◆ **WHAT THE TASK ASKS**: Once the line with "Convert each <instance>'s" is found in the entries below, print it and each following line exactly, stopping after the line with "positive clicks: (413, 360) (443, 427)"; print nothing else.

◆ **AVAILABLE DATA**:
┌──

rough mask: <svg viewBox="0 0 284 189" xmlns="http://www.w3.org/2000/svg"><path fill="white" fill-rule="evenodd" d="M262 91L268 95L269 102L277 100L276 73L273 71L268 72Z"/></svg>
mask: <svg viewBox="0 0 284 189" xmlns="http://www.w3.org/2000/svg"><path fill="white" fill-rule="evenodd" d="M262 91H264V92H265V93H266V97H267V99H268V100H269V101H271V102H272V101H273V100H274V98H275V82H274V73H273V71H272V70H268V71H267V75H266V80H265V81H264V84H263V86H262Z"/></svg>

└──
┌──

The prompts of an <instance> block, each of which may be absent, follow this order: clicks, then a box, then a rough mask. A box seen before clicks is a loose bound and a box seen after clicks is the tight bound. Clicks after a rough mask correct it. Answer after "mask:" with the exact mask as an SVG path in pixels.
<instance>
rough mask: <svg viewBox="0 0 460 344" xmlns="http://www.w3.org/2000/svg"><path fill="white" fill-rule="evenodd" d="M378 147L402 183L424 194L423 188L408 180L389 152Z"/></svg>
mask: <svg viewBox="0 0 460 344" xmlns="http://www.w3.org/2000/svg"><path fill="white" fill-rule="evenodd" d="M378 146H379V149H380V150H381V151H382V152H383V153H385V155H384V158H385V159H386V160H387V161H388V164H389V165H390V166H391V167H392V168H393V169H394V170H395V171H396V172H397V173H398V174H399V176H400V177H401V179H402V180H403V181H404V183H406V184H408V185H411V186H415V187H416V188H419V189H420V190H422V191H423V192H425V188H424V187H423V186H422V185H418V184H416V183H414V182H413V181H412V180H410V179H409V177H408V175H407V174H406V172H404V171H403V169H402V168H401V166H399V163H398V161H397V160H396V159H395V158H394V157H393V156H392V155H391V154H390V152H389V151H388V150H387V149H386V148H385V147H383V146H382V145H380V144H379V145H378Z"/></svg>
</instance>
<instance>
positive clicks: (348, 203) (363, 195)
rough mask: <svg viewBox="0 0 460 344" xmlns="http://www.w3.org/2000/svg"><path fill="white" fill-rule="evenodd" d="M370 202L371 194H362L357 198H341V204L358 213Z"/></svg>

└──
┌──

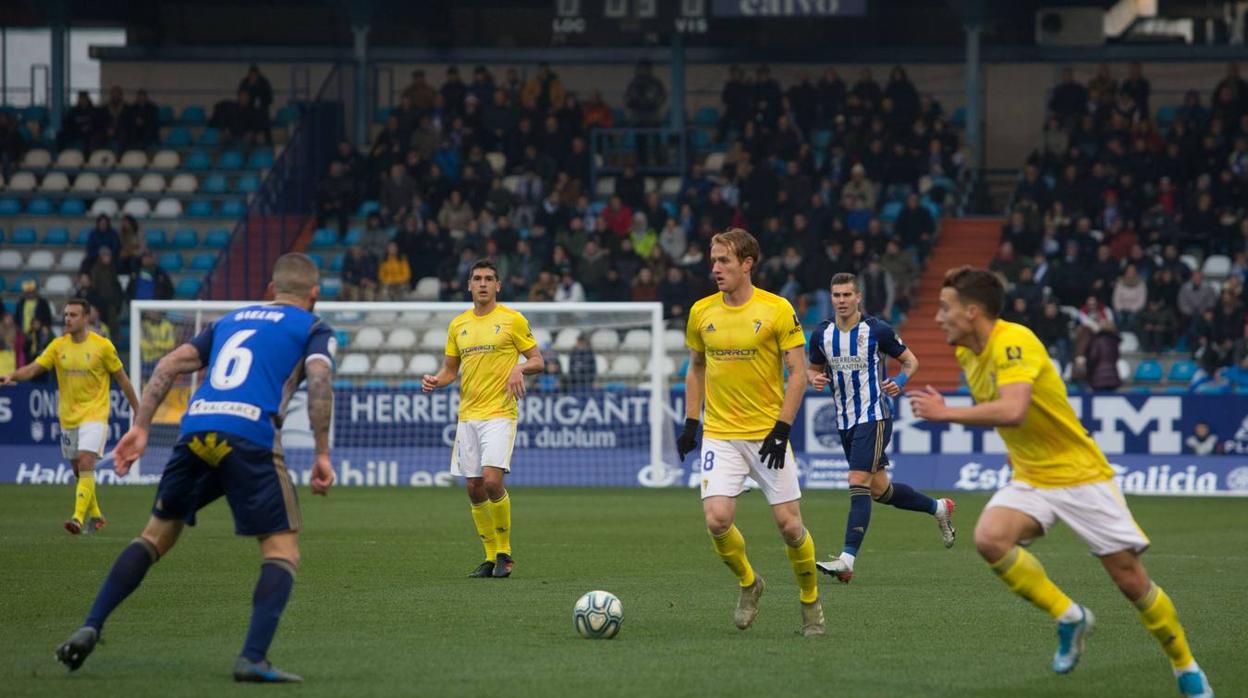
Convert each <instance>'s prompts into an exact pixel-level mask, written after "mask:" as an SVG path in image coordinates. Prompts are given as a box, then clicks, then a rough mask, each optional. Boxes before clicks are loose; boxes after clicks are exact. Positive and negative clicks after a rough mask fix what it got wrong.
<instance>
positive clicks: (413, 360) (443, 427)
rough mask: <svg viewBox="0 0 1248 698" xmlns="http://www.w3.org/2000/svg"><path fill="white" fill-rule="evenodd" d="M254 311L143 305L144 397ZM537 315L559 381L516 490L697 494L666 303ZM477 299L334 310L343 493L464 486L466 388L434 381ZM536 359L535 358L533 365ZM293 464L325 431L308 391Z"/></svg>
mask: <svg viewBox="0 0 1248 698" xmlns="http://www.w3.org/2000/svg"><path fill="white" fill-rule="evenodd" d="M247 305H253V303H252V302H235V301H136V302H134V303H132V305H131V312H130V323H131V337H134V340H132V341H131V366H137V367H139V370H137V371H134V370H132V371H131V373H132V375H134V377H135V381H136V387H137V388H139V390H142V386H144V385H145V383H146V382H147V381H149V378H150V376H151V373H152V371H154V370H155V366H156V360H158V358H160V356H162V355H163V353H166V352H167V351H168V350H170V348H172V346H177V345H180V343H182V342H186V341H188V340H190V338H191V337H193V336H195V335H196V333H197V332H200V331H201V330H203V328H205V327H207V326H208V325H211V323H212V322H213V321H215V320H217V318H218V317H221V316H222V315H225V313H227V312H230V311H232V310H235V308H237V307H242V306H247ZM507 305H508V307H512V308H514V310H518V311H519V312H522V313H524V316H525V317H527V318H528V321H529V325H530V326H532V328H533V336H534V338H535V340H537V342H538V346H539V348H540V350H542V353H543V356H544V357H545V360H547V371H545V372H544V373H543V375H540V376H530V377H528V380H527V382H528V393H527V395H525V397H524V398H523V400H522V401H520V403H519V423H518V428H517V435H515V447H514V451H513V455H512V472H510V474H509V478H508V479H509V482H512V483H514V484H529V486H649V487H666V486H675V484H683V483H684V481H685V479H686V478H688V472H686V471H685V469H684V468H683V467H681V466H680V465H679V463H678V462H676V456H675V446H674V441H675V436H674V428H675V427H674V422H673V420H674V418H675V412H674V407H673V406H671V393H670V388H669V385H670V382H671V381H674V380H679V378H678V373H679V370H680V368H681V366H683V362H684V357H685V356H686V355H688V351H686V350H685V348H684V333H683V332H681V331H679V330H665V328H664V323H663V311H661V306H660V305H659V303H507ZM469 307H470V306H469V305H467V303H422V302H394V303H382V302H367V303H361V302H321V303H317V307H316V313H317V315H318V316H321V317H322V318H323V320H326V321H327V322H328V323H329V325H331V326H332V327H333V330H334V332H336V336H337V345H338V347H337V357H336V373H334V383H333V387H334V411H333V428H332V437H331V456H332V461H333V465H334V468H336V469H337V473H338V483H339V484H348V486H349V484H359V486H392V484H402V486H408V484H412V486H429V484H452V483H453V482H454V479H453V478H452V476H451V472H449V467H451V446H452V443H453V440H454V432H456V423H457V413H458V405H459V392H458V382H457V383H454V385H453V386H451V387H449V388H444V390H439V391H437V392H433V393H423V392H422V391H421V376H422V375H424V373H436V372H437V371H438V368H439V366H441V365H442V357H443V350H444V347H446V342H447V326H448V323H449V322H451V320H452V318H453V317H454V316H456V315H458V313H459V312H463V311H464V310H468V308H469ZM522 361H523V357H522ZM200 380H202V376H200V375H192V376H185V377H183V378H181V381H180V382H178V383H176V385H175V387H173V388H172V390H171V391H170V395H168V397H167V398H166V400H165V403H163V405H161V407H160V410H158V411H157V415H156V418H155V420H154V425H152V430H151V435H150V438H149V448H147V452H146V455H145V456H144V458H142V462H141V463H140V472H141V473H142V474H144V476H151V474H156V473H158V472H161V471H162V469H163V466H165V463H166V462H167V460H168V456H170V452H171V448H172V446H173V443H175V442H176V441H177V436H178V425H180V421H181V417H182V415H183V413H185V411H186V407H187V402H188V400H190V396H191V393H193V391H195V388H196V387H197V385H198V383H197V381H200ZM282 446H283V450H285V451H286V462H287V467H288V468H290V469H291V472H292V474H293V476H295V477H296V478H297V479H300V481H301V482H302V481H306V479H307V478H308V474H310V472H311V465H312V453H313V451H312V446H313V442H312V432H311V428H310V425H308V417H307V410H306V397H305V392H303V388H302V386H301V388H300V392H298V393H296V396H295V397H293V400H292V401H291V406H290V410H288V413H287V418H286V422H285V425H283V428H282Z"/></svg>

└──

◆ **ANSWER AREA**:
Convert each <instance>'s prompts into an exact pixel-level mask, written after "mask:" as an SVG path in image coordinates. Prompts are given as a box, then clicks, then a rough mask, each optional. Boxes before clicks are loose; boxes after clicks are exact. Positive and negative clicks after a rough mask fix what it got wrong.
<instance>
positive clicks: (413, 360) (443, 427)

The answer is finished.